◆ WHAT IS REQUIRED ◆
Pull every line containing "floor" from the entries.

[Items from a data source]
= Beginning of Section =
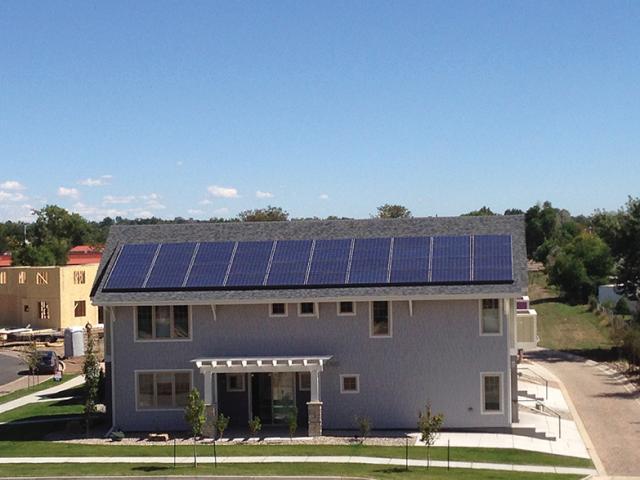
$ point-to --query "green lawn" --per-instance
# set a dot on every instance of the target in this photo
(490, 455)
(41, 410)
(28, 391)
(381, 472)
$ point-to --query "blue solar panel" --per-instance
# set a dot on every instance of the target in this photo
(492, 258)
(370, 260)
(330, 262)
(289, 264)
(132, 266)
(410, 260)
(171, 265)
(210, 265)
(250, 263)
(451, 259)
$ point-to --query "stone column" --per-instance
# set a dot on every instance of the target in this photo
(210, 413)
(315, 418)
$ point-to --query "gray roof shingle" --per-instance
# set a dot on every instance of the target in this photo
(313, 229)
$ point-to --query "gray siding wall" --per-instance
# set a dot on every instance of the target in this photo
(435, 355)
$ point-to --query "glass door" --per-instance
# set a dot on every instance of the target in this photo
(283, 396)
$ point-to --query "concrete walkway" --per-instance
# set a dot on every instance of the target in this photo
(41, 396)
(304, 459)
(608, 407)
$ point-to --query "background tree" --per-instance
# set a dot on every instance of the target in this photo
(580, 266)
(482, 212)
(91, 371)
(269, 214)
(393, 211)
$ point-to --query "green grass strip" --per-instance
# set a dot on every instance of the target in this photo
(486, 455)
(37, 388)
(378, 472)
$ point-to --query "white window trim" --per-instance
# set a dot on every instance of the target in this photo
(244, 383)
(501, 399)
(313, 314)
(300, 382)
(356, 376)
(153, 326)
(371, 335)
(500, 321)
(347, 314)
(166, 370)
(280, 315)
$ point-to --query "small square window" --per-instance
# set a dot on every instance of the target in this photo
(490, 320)
(278, 310)
(346, 308)
(79, 308)
(307, 309)
(304, 381)
(349, 383)
(235, 382)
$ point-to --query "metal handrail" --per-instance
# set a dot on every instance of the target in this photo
(557, 415)
(546, 382)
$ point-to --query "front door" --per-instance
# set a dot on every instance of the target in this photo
(273, 396)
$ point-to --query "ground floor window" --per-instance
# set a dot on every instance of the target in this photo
(162, 390)
(349, 383)
(491, 392)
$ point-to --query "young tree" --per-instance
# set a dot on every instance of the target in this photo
(194, 412)
(91, 371)
(429, 426)
(393, 211)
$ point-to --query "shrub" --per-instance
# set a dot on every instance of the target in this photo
(364, 426)
(255, 425)
(222, 423)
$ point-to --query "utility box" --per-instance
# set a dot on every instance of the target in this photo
(73, 342)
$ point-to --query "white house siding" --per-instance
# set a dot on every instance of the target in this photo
(435, 355)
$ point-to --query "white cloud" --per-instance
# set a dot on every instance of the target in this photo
(223, 192)
(11, 197)
(117, 200)
(11, 185)
(68, 192)
(96, 182)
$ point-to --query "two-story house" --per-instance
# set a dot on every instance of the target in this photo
(336, 318)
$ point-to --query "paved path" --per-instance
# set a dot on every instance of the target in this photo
(304, 459)
(10, 365)
(41, 396)
(609, 409)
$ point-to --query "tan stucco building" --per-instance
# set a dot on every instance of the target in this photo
(47, 297)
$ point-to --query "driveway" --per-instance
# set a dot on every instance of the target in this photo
(610, 412)
(10, 365)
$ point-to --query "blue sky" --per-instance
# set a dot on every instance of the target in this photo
(203, 109)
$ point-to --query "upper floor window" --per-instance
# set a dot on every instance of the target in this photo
(163, 322)
(491, 392)
(43, 310)
(79, 308)
(42, 278)
(380, 319)
(79, 277)
(162, 390)
(306, 309)
(490, 318)
(278, 310)
(346, 308)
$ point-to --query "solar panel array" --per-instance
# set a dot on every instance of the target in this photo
(313, 263)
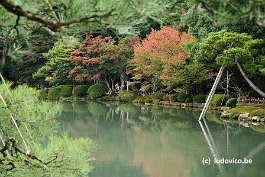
= End of Section =
◆ RESPONSE TO THE EXERCISE ◆
$ point-to --query "ground floor window" --per-instance
$ point-to --query "upper floor window" --per-instance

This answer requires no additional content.